▶ [Data listing]

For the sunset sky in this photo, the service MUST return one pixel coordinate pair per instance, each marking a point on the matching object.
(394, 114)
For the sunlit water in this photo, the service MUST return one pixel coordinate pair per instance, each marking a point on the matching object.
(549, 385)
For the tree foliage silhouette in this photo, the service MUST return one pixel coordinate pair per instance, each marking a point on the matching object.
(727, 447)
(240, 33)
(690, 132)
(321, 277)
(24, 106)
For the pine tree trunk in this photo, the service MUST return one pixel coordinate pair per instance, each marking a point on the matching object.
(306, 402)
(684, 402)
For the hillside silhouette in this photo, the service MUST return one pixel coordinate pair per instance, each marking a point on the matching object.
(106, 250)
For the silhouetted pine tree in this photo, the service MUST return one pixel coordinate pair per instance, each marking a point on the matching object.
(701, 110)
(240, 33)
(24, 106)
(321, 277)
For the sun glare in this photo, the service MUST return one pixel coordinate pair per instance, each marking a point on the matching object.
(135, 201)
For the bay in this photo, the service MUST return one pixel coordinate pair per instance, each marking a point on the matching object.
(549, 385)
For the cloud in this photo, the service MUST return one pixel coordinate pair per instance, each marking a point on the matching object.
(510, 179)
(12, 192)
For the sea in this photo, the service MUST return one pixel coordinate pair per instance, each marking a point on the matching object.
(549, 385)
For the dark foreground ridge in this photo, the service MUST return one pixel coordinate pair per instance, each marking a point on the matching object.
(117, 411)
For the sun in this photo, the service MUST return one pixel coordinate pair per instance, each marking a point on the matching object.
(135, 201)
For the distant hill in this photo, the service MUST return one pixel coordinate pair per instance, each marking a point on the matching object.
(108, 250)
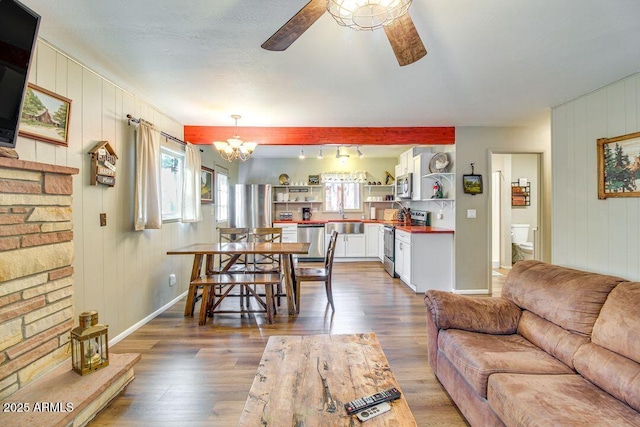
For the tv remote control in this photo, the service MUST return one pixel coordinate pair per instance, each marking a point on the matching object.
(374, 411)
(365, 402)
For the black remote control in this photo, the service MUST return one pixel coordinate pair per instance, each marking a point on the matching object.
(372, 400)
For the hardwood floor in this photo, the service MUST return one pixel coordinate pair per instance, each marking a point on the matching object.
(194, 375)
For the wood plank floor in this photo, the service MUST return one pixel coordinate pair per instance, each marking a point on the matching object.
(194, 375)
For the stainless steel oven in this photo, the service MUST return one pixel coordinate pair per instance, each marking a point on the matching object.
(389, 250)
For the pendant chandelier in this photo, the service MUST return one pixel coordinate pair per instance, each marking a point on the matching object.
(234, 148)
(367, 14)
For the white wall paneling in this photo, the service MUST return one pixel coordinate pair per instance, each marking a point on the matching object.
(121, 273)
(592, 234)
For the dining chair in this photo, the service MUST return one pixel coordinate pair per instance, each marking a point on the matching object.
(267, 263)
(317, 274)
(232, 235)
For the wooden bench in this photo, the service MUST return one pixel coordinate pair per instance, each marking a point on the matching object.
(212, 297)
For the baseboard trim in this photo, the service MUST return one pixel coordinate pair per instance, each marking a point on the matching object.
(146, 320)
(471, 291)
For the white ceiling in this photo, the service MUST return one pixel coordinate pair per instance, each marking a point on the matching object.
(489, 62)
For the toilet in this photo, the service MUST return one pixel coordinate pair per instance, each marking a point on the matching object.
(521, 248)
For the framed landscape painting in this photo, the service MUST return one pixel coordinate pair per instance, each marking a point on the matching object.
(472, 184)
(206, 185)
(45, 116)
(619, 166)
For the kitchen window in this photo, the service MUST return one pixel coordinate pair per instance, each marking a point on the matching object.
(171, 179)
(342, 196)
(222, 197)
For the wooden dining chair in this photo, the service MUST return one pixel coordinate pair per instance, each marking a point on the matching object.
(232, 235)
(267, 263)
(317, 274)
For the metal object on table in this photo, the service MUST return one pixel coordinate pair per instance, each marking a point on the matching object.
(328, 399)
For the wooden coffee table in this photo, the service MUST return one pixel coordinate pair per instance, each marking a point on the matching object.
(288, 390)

▶ [What you are asked to do] Rescale the data between the line holding "For the metal" and the end of the data, inclusive, giving only those lines. Reproduce each line, requests included, with every coordinate value in the answers multiplied by 1.55 and rounded to a whole number, halves rounded up.

▶ [Complete response]
For the metal object on table in this photo, the service MUST return one pixel coordinate pair per instance, each marking a point on the matching object.
(508, 618)
For the wooden coffee table in this photo, the service MUST return one pixel coordinate pair per instance, each marking a point on the matching object.
(446, 605)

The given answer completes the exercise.